Skip to content

Conversation

@liam-lloyd
Copy link

In the rclone model's _ensure_container_exists method, rclone ls is used to check whether a container exists on an rclone remote. If not, rclone mkdir is used to create it. However, rclone mkdir returns success without making any changes if the directory already exists, so calling rclone ls and then rclone mkdir if the container doesn't exist is equivalent to just calling rclone mkdir. Further, rclone ls can take quite some time to respond if the remote has a large number of items in its root directory. This commit removes the ls call and updates _ensure_container_exists to simply call mkdir in all cases.

@liam-lloyd
Copy link
Author

For reference, the rclone mkdir docs

@liam-lloyd
Copy link
Author

This addresses archivematica/Issues#1743

subprocess.assert_called_with(["mkdir", "testremote:testcontainer"])

args, _ = subprocess.Popen.call_args
assert args[0] == ["rclone", "mkdir", "testremote:testcontainer"]
Copy link
Author

Choose a reason for hiding this comment

The reason will be displayed to describe this comment to others. Learn more.

I moved this assertion out of the with block because with pytest.raises() blocks terminate once they encounter the exception, so this assertion wasn't running. I also updated the assertion to validate the call I think we intend to validate here.

@replaceafill
Copy link
Member

@liam-lloyd I noticed the linting job failed. If it's of any help in the Archivematica related repositories we have configuration files for pre-commit. So once you install pre-commit you can cd into any Archivematica repository and run pre-commit install which will set a git hook that can help you detect this type of problem.

@liam-lloyd liam-lloyd force-pushed the dev/issue-1743-remove-unnecessary-rclone-ls-call branch from ceaaec5 to c6ea564 Compare July 22, 2025 00:06
@sarah-mason sarah-mason added the Community Pull requests that have been contributed from community members outside Artefactual label Jul 24, 2025
@liam-lloyd liam-lloyd force-pushed the dev/issue-1743-remove-unnecessary-rclone-ls-call branch from c6ea564 to 03d3807 Compare July 24, 2025 16:46
In the rclone model's _ensure_container_exists method, rclone ls is used
to check whether a container exists on an rclone remote. If not, rclone
mkdir is used to create it. However, rclone mkdir returns success without
making any changes if the directory already exists, so calling rclone ls
and then rclone mkdir if the container doesn't exist is equivalent to
just calling rclone mkdir. Further, rclone ls can take quite some time
to respond if the remote has a large number of items in its root directory.
This commit removes the ls call and updates _ensure_container_exists to
simply call mkdir in all cases.
@liam-lloyd liam-lloyd force-pushed the dev/issue-1743-remove-unnecessary-rclone-ls-call branch from 03d3807 to 03f8ada Compare September 4, 2025 21:54
@replaceafill
Copy link
Member

replaceafill commented Oct 18, 2025

@liam-lloyd During testing we found this change might potentially break transfer source locations with the following conditions:

  • The RClone space of the location is set up with an S3 backend
  • The IAM role associated with the access key of the S3 backend has no write permissions on the buckets

I've created a new integration test using MinIO to demonstrate this scenario. Let me break it down:

  1. Unlike the rest of the integration tests this one uses an access key with a very limited policy applied:
    monkeypatch.setenv("RCLONE_CONFIG_MYS3_ACCESS_KEY_ID", "minio-user")

================

▶ [SET TASK] In the rclone discussion above, what does rclone mkdir do when the directory already exists? The listing that follows comes from a different source than the rclone discussion above.

================

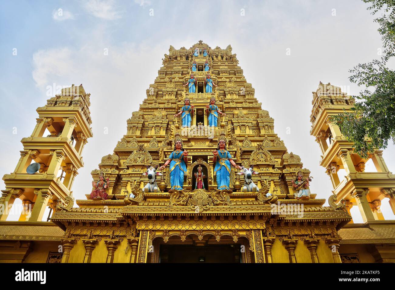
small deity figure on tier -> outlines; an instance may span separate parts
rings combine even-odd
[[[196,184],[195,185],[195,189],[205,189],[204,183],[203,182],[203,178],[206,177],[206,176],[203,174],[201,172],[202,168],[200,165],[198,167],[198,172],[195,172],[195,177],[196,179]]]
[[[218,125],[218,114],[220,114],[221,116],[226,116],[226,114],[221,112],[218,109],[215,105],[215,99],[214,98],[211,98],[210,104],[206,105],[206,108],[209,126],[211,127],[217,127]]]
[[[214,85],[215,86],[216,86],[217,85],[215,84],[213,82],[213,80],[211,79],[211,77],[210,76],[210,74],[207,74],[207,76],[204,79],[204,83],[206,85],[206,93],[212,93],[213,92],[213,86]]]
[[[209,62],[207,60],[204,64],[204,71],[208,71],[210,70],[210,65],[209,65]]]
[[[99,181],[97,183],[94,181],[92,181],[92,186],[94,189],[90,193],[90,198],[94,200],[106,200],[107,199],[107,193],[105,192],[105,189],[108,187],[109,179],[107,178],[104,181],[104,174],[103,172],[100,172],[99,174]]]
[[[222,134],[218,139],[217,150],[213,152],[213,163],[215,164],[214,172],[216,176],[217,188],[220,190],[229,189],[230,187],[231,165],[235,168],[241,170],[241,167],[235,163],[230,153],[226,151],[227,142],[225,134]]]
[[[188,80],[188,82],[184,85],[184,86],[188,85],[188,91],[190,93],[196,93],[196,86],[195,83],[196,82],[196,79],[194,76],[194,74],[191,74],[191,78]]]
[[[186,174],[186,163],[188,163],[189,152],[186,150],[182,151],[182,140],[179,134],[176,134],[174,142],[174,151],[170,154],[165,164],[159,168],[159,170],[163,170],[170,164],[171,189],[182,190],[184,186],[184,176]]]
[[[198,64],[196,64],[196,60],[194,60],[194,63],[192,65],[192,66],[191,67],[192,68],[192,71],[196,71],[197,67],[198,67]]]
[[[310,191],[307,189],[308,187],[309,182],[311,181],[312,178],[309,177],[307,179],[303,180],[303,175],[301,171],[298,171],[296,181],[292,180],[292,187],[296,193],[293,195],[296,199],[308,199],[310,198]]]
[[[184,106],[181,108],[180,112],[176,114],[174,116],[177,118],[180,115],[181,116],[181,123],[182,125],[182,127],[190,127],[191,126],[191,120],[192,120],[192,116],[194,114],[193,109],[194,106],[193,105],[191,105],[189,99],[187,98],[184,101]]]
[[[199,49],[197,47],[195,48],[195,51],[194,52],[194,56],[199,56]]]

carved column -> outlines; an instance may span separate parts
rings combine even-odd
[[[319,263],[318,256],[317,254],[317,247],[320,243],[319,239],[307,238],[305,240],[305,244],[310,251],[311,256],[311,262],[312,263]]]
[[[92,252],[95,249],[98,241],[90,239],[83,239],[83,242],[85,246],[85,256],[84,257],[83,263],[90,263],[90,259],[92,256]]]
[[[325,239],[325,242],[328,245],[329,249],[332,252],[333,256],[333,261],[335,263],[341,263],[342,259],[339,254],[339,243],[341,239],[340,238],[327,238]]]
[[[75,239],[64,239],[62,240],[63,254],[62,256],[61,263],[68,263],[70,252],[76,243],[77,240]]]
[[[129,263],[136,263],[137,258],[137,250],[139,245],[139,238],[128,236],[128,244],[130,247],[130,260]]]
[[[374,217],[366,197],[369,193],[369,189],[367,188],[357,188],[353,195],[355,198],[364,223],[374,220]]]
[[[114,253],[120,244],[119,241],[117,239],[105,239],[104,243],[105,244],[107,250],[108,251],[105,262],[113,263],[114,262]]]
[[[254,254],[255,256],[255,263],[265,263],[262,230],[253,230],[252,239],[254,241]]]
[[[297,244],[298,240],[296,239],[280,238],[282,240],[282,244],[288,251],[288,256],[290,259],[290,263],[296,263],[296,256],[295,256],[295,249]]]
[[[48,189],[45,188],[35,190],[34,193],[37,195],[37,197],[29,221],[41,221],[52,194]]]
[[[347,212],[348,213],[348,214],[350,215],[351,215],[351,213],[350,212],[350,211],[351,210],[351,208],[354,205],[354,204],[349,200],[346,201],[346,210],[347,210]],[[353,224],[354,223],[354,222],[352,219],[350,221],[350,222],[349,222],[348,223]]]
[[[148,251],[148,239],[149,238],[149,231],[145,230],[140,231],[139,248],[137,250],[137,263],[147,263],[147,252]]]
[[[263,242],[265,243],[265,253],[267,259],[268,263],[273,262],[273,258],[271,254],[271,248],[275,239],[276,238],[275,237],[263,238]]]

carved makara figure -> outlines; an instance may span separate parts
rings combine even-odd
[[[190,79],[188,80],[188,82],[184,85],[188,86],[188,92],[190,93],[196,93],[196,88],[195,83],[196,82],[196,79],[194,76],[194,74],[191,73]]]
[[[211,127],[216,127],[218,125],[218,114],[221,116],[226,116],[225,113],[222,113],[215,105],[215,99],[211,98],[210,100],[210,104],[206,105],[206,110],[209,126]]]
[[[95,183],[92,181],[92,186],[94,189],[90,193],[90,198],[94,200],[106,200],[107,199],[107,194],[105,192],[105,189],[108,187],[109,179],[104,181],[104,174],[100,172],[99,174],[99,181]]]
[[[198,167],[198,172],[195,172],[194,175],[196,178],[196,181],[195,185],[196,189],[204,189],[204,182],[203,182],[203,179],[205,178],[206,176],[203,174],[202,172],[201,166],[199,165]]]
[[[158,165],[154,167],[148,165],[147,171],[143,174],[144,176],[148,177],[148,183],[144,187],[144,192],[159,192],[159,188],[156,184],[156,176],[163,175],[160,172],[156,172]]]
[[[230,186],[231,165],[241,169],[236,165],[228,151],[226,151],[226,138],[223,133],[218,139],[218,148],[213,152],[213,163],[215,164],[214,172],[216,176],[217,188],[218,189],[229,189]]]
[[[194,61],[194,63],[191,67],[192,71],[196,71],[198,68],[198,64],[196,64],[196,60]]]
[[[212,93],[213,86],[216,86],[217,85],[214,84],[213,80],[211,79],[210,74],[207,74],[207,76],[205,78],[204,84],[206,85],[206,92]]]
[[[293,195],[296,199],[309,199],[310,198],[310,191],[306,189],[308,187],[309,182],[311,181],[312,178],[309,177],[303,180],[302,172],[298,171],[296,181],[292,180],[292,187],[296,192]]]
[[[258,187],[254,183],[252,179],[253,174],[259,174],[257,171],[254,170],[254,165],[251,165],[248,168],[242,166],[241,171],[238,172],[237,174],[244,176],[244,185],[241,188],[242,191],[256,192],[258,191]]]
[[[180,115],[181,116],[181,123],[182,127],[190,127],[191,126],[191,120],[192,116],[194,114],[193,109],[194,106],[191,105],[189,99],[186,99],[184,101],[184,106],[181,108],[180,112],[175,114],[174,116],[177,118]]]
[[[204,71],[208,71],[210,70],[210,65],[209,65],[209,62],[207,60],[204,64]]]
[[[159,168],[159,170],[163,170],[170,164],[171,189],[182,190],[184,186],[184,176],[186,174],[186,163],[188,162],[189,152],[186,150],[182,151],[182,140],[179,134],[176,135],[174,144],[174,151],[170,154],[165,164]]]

================

▶ [ANSWER TO THE EXERCISE] It returns success without making any changes.